╭─ TEXT SEGMENT

All traditional public school districts, community colleges, a few charter schools, and a handful other entities participate in the Michigan Public School Employees Retirement System (MPSERS), a state-administered defined benefit pension plan.  In addition to traditional pension benefits, the system provides members with other post employment benefits (OPEB), mainly health insurance, during retirement.  (Schools and others are responsible for providing health insurance to members during their working years.)  MPSERS benefits (pension and OPEB) are largely financed by assessments charged, as a percentage of active payrolls, to schools and others.  Pension benefits are prefunded (meaning resources are set aside today to pay benefits in the future), while OPEB are currently financed on a pay-as-you-go basis (meaning there is no prefunding and the system pays for the retiree benefits as they occur from current dollars).

The required contribution rate to finance MPSERS benefits rose in FY2012 to 24.5 percent of payroll from 20.7 percent of payroll in FY2011.  The Governor’s budget sets the FY2013 rate at 27.4 percent, an increase of 2.9 percentage points.  Also, the new budget provides notice that the rate will increase again in FY2014 to 31.2 percent.  Compared to the current year assessment, the FY2013 rate increase equates to a per-pupil cost of $166 and the FY2014 rate bump equals a $215 per-pupil increase.  These increases are not a complete surprise to local districts as the retirement rate has been rising steadily for some time and the recent early retirement program for school employees contributes to the increases.

╰─
╭─ DATA FOR PROCESSING

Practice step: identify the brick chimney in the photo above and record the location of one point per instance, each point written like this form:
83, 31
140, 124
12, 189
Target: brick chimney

╰─

(PROBLEM SET):
**A)** Do these statements agree with the text on Michigan school pensions? For each, answer yes or no and quote the deciding words of the text. (i) Other post employment benefits are prefunded. (ii) The Governor's budget sets the FY2013 contribution rate at 27.4 percent of payroll. (iii) Schools and others pay for members' health insurance during their working years.
**B)** Can you reproduce every line of the records word for word?

(FINAL RESULTS):
**A)**
(i) No: "OPEB are currently financed on a pay-as-you-go basis"
(ii) Yes: "The Governor’s budget sets the FY2013 rate at 27.4 percent"
(iii) Yes: "Schools and others are responsible for providing health insurance to members during their working years."

**B)**
Practice step: identify the brick chimney in the photo above and record the location of one point per instance, each point written like this form:
83, 31
140, 124
12, 189
Target: brick chimney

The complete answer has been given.